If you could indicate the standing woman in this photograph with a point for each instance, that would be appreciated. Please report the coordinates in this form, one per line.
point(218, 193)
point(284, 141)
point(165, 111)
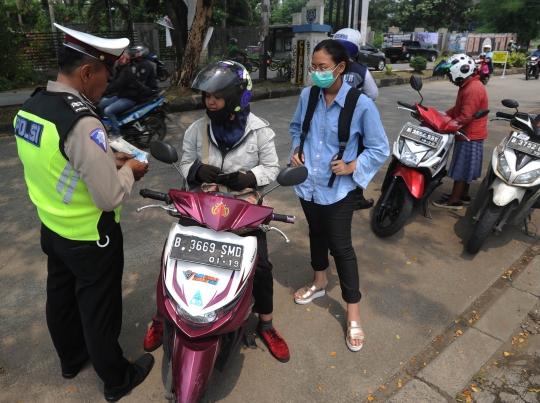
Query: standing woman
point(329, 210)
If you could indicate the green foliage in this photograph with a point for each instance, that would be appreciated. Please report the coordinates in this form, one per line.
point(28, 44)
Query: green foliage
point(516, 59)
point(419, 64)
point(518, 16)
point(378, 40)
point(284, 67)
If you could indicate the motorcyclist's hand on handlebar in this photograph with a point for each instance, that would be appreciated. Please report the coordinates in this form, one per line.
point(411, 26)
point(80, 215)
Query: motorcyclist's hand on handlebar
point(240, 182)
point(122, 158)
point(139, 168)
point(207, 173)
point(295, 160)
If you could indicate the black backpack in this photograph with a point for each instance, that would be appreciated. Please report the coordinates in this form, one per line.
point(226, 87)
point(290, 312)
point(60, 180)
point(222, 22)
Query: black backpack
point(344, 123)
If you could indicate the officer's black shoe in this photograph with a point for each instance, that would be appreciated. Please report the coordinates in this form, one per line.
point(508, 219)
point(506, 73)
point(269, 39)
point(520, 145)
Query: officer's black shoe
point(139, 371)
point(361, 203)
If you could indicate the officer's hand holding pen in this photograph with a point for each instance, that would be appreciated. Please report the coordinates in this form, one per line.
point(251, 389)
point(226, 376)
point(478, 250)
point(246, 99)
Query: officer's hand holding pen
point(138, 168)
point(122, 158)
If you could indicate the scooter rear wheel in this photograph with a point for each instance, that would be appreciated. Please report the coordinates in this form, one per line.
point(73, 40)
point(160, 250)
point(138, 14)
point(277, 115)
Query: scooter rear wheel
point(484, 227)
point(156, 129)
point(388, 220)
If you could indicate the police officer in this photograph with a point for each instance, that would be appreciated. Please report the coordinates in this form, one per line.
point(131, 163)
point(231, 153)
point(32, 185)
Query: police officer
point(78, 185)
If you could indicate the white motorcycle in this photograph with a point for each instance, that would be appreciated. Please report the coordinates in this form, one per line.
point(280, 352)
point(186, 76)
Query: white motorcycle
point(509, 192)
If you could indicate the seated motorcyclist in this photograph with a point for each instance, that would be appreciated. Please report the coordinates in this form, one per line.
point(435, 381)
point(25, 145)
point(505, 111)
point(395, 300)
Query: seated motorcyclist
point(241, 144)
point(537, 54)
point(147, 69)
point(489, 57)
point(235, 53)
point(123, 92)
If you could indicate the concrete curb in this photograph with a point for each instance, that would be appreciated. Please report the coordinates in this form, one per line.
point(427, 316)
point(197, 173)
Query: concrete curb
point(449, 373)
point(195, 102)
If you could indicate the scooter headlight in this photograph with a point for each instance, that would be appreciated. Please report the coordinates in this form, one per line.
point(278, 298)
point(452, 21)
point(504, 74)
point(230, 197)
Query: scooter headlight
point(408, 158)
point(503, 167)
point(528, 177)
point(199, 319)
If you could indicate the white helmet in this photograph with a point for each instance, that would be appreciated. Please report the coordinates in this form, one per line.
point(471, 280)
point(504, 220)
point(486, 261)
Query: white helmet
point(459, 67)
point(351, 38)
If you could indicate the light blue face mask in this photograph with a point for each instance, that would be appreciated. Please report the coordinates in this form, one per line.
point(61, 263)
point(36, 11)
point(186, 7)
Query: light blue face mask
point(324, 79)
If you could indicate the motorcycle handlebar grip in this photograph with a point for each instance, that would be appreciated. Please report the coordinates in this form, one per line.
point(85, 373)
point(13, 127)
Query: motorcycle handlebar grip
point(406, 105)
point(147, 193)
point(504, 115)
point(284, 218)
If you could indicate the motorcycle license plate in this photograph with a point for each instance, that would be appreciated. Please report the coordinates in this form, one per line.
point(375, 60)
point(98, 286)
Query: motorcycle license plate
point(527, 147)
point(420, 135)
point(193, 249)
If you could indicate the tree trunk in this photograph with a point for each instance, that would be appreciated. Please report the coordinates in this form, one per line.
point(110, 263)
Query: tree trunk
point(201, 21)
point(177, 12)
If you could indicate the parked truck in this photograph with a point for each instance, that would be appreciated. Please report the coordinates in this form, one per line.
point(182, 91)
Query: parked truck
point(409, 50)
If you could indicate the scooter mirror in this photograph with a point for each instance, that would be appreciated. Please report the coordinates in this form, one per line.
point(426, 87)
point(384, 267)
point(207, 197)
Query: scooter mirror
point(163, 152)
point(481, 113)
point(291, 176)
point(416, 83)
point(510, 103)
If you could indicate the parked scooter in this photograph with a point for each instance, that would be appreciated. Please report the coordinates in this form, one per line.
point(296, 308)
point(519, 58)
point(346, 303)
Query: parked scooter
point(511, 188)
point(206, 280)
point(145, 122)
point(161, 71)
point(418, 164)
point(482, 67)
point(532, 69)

######

| Instructions to follow |
Copy out verbatim the stretch of lines from the one containing "If you could indicate the white helmet" through the one containing "point(510, 103)", including both of those lines.

| Full solution |
If you could indicate the white helmet in this photograph with a point for each instance, that would be appreciated. Please report the coordinates in this form, one per line.
point(471, 280)
point(504, 220)
point(486, 261)
Query: white helmet
point(459, 67)
point(351, 38)
If you could indicate the light blue face mask in this photograph with a point for each instance, that would be appreciated. Please report the coordinates in this form, one per line.
point(61, 263)
point(36, 11)
point(186, 7)
Query: light blue face mask
point(324, 79)
If you could indicate the motorcycle handlebar grip in this photograph with a point for each instance, that would be appreciated. Please report the coordinates in this form, one per line.
point(85, 373)
point(13, 127)
Query: motorcycle handlebar grip
point(406, 105)
point(147, 193)
point(504, 115)
point(284, 218)
If you could indicate the motorcycle license plate in this photograph with a point for each instance, that would be appreciated. Please report the coordinates in this form, one per line.
point(375, 60)
point(98, 286)
Query: motorcycle license plate
point(527, 147)
point(420, 135)
point(193, 249)
If you could indicate the tree trunk in this photograph with a point for each instance, that would be appreciated. Please report the coordinates in this form, one per line.
point(110, 263)
Query: tree trunk
point(201, 21)
point(177, 12)
If you could indicate the parked truck in this photograph with a point for each instance, that would be appreciated. Please report the coordinates in this form, one per line.
point(182, 91)
Query: parked truck
point(409, 50)
If you could indicate the scooter mirror in this photograph with a point for each instance, that would be appreciated. Please report the coordinates in this form, one per line.
point(426, 87)
point(384, 267)
point(207, 197)
Query: scooter mirror
point(163, 152)
point(481, 113)
point(291, 176)
point(416, 83)
point(510, 103)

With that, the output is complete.